Task details
Pick up the text about the conversation overheard on a train and continue it from its last sentence.

----- Text

Son-" Train is empty ma."
Mom-" I think they are going to clean the train"
Son-" Where will an empty train go?"
Mom- " The train will move once its cleaned and ready. Lots of people will use the train. Trains are cheaper and comfortable beta"
Son- " They should probably plant some bombs on the train while its empty. ( Roars with laughter) Many people will die( Again laughs his head off.)
Mom- Laughs ridiculously and tells me," My son is so funny"
The conversation rang in my ears throughout my journey. All along, i was thinking, " Have we any value left for human life?" And i was scared of the answer that stared right up at me. I knew it was a no. I found it hard to accept. This unjustified killing or rather organised massacre of lay people is so not hunky dory. Ok that said and done, is it ok to laugh out loud on a bomb blast? From where did the idea of planting hideously perilous explosives come to the mind of a 12 year old? I mean, is that where we are heading to? Aren't we supposed to nurture better human beings? Have we digressed so much that we ve forgotten to teach our kids the value of life? The value of anything at all. We have stooped down to immeasurable depths in terms of integrity, love and trust.
                      I was left dumbfounded. And it did not stop there. The family carried enough food to feed some 6 people. And still, they bought everything on the train. The daughter simply refused to eat the biriyani that her father affectionately bought. Reason- colour is not so great. They probably wasted food that could have filled another two stomachs. That kind of thing was not admissible when i was sixteen. I am twenty five today and its still not acceptable to me.

----------
----- Given entries

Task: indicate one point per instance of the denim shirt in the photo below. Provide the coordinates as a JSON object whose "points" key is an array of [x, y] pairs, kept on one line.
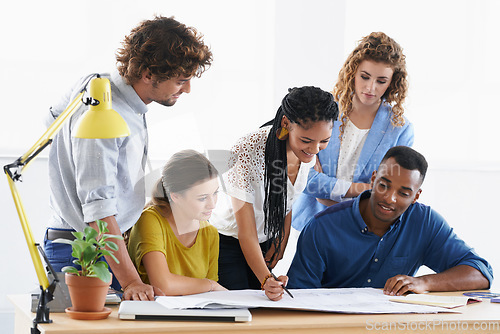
{"points": [[381, 137], [95, 178], [336, 250]]}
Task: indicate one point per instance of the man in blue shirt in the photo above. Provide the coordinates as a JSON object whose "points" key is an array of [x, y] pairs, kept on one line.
{"points": [[381, 238]]}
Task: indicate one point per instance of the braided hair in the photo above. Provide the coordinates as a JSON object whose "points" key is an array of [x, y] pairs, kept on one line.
{"points": [[302, 106]]}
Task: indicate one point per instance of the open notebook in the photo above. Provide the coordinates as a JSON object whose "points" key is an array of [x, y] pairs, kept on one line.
{"points": [[151, 310]]}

----------

Response area
                         We are a generation of people who take things for granted. A spawning of homosapiens dunked neck deep in technology, passion for power and conceit.All we think of is us. All we want is the best for us. We simply refuse to accept that there are less fortunate people among us who do not have the appurtenance of eating three meals a day. We are blind to the bitter truth that there are many among us who will pay an arm and a leg to sleep in that cozy bed of ours. We simply don't appreciate the little things in life granted to us without even a pee-wee of an effort. We see terrorist attacks as a platform for discussing our voting prerogatives. We don't think that one among us could have been in that carnage.
                               Its time we all grew out of our "Cool And Hep Selves". Its time we saw beyond I Phones, Facebook, Pizzas and Expensive Fishing Holidays . Its time to stop and think about people around us. It s time we all came of age and share a little of the excess we have all accumulated. Someone s always out there to benefit from that teeny weeny excess. So this year, lets all give and live. The giving need not be material. You can give love, warmth, understanding, why, even a little bit of your happiness. We need not be Mata Haris to do that, do we??